§ Stated problem 1: Reproduce the forum post on duplicate content below, word for word, from "Preventing duplicate content" to "(domain.com vs http://www.domain.com)".
§ Stated problem 2: Render this sentence from the forum post on duplicate content below into Spanish: "It is in reality the exact same page except Contao treats it in a special way allowing both urls."

§ Text segment:
Preventing duplicate content
I looked at Google analytics and some other webmaster tools (that Google provides), and saw we had some duplicate content.
Duplicate domain
(domain.com vs http://www.domain.com)
To prevent an entire duplication of a domain I already uncommented the following lines in .htaccess so that the http://www.domain.com and domain.com variations of my website do not show up as duplicates:
Code:
RewriteCond %{HTTP_HOST} ^domain\.com [NC]
RewriteRule (.*) http://www.domain.com/$1 [R=301,L]
You can also disable/prevent this using a google setting in the Analytics settings. (btw; I like the domain.com version better, so I moved that www. portion to the first line which achieves the reverse of the default)
Home page
The home page (in my case called "home.html") is a duplicate from the website root. It is in reality the exact same page except Contao treats it in a special way allowing both urls. To prevent this I added an extra rule to the .htaccess:
Code:
##
# Custom redirect to prevent duplicate content of the home page
##
RedirectMatch 301 home(.*) /$1
I am by no means a htaccess expert, so I'd appreciate anyone confirming this is the best method.
URL parameters
In Google analytics you can define which url get parameters should not be considered part of a unique page url. These parameters can exist as ?foo=bar or /foo/bar variations and on another website this led to dozens of duplicates for any product in a catalog.
Additional duplication
Is there any other duplicate content I should be aware of that can exist? Also, are there better ways to achieve any of the above?

§ Record list:
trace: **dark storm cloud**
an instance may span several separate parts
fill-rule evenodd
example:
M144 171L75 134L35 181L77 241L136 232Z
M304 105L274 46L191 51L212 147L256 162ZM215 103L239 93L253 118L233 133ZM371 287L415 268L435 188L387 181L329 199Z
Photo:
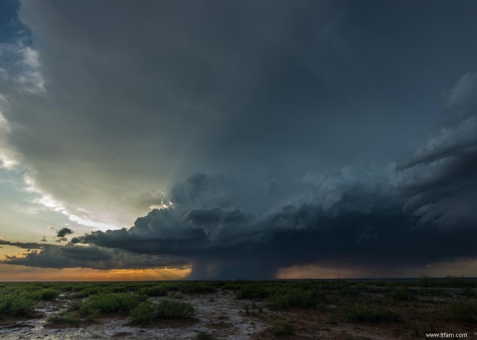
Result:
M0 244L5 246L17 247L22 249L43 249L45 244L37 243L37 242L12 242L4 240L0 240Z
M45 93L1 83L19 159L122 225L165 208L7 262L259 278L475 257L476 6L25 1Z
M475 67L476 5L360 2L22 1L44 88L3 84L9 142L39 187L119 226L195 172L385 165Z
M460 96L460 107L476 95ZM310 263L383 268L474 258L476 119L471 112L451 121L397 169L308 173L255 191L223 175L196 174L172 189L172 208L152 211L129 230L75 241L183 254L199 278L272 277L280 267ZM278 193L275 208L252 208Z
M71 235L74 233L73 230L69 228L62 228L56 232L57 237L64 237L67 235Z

* * *

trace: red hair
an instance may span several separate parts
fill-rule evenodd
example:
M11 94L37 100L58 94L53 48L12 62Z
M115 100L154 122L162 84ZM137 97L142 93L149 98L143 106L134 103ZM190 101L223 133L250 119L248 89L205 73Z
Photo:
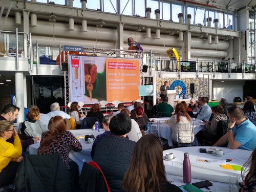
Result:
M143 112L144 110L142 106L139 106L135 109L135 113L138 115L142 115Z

§ Correct answer 1:
Preventing duplicate content
I looked at Google analytics and some other webmaster tools (that Google provides), and saw we had some duplicate content.
Duplicate domain
(domain.com vs http://www.domain.com)

§ Correct answer 2: En realidad es exactamente la misma página, salvo que Contao la trata de una manera especial que permite ambas URL.